** start **
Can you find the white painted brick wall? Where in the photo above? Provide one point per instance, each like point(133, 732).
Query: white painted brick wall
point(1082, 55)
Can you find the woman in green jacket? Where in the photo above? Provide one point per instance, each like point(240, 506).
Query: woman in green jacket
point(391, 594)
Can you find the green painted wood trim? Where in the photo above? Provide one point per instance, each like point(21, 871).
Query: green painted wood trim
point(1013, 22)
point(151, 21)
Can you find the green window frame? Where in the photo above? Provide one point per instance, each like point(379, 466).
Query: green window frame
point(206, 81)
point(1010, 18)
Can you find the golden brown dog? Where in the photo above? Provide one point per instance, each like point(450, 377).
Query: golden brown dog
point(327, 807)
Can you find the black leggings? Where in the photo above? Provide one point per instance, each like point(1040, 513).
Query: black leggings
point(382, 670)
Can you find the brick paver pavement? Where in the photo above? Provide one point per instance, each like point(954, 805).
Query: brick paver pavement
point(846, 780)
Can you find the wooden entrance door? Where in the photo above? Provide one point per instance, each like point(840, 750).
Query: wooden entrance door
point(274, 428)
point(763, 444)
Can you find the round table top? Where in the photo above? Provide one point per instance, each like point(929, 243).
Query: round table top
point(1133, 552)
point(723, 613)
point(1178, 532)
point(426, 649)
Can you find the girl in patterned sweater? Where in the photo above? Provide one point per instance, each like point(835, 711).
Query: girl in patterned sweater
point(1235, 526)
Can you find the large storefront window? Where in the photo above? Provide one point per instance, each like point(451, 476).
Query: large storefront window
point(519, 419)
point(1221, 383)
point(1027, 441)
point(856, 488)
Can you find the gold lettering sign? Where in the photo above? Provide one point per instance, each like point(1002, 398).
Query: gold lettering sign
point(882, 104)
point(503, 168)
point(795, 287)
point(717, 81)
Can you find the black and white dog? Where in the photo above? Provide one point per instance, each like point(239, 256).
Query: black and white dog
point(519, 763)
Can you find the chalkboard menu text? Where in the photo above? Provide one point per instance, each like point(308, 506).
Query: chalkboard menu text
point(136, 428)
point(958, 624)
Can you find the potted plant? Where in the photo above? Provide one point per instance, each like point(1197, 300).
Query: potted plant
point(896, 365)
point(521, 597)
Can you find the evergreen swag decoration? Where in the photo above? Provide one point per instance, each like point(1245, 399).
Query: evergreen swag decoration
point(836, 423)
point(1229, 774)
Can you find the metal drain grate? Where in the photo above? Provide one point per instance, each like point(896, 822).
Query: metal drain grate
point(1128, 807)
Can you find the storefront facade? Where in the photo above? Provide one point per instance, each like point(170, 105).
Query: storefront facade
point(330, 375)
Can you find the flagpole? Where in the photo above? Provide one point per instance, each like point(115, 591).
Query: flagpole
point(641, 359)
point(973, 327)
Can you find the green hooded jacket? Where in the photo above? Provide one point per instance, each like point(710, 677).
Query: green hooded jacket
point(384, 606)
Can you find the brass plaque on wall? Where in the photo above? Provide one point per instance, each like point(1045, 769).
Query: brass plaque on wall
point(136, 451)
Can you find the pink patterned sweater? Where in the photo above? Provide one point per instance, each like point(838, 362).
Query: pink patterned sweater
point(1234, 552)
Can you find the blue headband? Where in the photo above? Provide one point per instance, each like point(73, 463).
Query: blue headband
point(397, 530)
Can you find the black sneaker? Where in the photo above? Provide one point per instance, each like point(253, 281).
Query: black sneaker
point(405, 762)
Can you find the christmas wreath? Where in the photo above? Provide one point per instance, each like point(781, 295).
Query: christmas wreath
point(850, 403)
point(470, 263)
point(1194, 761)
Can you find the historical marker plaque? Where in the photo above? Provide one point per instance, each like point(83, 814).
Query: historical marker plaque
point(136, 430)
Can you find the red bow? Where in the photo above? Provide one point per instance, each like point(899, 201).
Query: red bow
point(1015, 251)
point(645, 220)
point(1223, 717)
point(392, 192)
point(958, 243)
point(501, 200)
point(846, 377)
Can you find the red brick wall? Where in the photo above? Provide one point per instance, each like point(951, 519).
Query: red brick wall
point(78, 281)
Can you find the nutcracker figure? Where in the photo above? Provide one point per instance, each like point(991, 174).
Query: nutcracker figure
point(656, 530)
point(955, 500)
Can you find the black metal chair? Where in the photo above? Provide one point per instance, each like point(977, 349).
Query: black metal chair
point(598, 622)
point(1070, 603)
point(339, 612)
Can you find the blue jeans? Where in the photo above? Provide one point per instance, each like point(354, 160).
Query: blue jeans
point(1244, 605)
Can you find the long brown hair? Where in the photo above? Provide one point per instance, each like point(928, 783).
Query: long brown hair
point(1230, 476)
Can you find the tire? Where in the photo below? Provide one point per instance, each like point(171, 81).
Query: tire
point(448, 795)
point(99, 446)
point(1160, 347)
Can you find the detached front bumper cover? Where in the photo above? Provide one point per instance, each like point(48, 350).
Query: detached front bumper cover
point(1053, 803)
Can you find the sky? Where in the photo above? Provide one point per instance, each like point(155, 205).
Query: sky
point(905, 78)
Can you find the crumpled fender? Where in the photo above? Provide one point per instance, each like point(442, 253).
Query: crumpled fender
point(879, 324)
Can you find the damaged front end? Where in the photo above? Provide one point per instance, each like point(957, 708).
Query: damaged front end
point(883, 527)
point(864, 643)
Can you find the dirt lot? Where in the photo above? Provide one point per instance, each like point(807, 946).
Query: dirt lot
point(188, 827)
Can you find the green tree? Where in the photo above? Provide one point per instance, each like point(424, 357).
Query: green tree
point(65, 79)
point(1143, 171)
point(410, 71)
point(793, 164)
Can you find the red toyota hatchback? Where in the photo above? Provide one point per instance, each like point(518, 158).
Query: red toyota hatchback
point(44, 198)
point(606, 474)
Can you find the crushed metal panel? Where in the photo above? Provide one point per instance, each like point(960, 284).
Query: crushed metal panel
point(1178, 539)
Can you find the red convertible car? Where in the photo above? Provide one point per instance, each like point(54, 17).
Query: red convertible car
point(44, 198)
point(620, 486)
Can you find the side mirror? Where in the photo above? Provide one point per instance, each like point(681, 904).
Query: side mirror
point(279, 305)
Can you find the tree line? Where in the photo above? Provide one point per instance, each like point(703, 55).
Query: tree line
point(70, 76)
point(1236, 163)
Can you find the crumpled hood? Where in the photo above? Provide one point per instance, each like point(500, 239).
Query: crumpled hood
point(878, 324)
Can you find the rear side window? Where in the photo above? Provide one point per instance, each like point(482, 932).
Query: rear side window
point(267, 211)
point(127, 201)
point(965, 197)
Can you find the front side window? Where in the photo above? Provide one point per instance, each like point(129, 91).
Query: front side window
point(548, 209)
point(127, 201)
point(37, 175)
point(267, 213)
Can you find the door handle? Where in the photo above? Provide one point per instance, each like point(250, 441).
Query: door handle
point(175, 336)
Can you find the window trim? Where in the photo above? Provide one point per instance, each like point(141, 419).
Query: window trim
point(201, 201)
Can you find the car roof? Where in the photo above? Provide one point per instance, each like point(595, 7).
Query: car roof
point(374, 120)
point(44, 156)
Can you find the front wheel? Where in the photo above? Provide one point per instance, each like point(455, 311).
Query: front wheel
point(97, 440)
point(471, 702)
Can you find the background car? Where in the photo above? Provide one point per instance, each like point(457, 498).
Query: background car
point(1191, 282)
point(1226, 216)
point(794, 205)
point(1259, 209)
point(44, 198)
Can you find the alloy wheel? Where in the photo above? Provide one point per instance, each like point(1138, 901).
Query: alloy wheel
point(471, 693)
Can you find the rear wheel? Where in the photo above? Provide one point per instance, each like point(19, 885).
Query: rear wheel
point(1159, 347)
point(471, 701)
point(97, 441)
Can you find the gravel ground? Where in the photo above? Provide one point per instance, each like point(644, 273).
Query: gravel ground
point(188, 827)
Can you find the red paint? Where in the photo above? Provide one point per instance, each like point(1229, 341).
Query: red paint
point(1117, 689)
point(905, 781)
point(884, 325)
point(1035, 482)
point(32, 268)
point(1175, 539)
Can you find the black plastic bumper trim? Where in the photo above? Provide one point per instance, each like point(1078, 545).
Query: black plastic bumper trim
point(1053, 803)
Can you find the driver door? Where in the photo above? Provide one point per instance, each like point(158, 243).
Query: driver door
** end **
**The problem:**
Duplicate everything in the listing above, from the line containing "Can you find the metal" down to the line containing "point(973, 327)", including both of those lines.

**Solution to this task:**
Can you find the metal drain grate? Where in the photo above? Provide one point per instance, each like point(896, 822).
Query: metal drain grate
point(1128, 807)
Can you find the storefront facade? Where in the photo above? Provide one point per instance, each like point(170, 105).
Query: storefront facade
point(330, 375)
Can you find the flagpole? Where in the photo above? Provide one point per instance, each like point(115, 591).
Query: flagpole
point(641, 359)
point(973, 327)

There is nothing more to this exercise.